→ **Exercise instructions**: Write out the data below word for word, keeping every line and every character unchanged.

****

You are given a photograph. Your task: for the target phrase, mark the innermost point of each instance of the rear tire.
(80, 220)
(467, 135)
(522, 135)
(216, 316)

****

→ **Answer for this exercise**:
You are given a photograph. Your task: for the target phrase, mark the innermost point of each instance of the rear tire.
(80, 220)
(467, 135)
(522, 135)
(216, 316)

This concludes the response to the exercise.